▶ Stated goal: In the records below, turn the lines from the one containing "fender in the image above." through the one containing "787;194;1213;475", both included, into a JSON list of strings with one string per line and blank lines omitted. Convert no other lines.

▶ Extracted records:
┌────────
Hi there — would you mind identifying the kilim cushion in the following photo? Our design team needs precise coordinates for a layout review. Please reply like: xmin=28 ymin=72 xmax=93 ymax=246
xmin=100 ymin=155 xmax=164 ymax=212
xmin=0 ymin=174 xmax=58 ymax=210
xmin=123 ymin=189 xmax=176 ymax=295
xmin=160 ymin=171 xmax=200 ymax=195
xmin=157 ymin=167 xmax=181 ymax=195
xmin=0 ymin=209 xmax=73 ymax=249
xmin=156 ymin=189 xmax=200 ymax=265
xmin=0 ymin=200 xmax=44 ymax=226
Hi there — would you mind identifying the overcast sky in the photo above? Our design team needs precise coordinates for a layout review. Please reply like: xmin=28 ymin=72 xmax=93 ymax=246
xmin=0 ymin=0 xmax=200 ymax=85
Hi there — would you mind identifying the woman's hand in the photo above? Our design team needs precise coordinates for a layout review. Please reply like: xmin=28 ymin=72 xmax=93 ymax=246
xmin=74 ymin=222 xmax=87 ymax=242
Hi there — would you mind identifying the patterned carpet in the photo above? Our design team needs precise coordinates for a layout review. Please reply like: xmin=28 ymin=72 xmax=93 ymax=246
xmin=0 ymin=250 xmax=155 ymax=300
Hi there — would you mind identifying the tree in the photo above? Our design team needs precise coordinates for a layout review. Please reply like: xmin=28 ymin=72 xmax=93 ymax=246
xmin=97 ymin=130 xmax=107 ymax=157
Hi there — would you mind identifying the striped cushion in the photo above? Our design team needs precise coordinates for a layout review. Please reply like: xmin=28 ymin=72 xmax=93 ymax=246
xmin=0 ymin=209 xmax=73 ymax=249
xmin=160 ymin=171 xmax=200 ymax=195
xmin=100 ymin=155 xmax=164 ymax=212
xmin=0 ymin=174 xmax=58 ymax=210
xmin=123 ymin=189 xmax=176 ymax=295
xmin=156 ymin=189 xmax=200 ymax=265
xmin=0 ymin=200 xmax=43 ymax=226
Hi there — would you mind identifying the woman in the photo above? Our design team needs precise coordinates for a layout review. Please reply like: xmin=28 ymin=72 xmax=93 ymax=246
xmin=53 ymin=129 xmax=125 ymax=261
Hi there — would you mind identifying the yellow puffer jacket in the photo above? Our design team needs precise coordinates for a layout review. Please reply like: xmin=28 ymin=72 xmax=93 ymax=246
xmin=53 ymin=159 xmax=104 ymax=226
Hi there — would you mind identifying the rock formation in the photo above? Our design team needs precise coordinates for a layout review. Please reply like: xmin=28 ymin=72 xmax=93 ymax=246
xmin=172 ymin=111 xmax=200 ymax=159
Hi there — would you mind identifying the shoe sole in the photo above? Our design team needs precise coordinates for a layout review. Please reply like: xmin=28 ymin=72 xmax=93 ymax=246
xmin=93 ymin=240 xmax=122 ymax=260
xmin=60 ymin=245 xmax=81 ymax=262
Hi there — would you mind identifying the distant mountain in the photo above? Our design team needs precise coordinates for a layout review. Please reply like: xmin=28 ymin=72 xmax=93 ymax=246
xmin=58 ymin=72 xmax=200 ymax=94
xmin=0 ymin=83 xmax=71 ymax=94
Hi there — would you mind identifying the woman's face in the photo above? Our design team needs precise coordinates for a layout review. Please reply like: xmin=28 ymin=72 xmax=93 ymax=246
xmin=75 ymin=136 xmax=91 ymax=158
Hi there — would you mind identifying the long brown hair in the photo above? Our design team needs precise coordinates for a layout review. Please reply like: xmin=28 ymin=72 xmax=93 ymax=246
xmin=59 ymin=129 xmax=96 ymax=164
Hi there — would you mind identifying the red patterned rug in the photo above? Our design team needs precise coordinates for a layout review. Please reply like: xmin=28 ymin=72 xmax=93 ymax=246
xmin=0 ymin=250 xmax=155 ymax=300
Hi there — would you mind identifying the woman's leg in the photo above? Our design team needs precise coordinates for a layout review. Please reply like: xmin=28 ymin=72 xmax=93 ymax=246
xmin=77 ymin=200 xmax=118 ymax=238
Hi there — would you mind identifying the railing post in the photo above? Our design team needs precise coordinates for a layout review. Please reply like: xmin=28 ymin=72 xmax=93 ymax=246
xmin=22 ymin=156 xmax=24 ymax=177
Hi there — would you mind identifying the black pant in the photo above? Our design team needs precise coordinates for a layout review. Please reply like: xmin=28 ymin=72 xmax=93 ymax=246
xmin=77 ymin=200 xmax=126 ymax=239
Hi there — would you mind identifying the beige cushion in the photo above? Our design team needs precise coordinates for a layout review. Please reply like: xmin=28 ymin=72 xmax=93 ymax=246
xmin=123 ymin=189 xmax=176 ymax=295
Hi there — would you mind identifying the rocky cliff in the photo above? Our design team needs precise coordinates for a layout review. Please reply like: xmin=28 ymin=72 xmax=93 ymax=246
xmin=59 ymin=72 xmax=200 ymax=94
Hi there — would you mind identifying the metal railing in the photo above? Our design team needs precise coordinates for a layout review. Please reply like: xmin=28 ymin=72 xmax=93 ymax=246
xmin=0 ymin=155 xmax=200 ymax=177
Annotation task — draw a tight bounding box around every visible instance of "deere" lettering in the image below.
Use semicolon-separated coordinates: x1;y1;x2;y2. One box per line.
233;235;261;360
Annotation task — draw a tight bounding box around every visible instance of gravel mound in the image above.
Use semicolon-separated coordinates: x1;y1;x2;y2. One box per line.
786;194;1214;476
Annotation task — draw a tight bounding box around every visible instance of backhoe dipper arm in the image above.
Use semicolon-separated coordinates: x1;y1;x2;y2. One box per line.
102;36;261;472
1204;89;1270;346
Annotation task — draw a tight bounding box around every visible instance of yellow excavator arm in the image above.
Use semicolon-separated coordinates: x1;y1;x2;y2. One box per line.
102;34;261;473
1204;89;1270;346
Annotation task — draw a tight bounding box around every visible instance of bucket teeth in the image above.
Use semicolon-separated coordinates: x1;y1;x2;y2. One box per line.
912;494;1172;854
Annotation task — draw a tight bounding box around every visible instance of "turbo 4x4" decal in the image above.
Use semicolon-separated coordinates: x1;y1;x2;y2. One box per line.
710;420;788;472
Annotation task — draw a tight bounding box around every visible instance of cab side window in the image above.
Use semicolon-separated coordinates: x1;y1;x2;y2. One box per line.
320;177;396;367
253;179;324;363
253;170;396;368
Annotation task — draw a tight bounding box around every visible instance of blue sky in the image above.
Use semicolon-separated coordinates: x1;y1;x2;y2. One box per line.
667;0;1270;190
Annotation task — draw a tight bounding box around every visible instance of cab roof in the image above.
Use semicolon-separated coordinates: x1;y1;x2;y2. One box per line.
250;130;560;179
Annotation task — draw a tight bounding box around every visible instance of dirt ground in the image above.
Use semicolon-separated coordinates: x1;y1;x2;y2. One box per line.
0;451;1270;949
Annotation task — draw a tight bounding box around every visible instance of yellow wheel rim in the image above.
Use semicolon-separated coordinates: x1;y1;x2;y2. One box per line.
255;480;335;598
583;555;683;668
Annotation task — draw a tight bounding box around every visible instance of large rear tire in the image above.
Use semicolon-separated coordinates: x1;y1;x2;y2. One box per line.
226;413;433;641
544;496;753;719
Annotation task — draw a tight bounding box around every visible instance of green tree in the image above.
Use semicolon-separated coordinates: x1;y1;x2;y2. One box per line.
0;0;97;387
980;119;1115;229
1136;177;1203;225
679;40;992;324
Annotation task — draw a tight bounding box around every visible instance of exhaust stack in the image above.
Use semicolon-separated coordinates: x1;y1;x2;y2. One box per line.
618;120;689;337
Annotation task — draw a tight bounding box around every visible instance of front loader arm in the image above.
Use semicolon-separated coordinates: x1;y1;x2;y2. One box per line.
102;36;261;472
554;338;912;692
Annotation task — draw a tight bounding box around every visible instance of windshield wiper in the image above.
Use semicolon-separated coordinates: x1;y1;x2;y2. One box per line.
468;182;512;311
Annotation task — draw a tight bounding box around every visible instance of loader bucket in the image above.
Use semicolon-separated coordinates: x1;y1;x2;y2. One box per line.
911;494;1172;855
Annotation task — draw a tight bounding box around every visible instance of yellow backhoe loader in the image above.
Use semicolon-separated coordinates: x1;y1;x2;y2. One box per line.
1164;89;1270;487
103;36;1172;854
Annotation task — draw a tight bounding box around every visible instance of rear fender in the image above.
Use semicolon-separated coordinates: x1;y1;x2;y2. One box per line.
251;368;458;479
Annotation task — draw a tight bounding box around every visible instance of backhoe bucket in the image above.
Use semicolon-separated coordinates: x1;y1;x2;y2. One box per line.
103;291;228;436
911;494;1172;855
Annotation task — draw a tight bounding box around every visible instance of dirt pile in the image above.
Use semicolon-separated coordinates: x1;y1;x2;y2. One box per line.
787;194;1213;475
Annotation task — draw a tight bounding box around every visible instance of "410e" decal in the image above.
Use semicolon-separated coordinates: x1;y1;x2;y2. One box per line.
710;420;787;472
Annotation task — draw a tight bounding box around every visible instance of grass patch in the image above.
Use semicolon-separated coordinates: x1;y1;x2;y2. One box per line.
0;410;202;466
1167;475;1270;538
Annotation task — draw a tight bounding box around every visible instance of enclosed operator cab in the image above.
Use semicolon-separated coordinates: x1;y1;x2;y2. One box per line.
└────────
▶ Solution:
[
  "Annotation task — draw a tight bounding box around every visible instance of rear fender in the image above.",
  "Use semicolon-separated coordinates: x1;y1;x2;y2. One box per line.",
  "251;368;458;479",
  "Annotation task — draw a tight bounding box around every visible instance of backhoe bucket in the image above.",
  "Use semicolon-separated coordinates: x1;y1;x2;y2. One box per line.",
  "103;291;228;436",
  "911;494;1172;855",
  "Annotation task — draw a tight bounding box around every visible instance of dirt pile in the image above.",
  "Use semicolon-separated coordinates: x1;y1;x2;y2. One box per line.",
  "787;194;1213;475"
]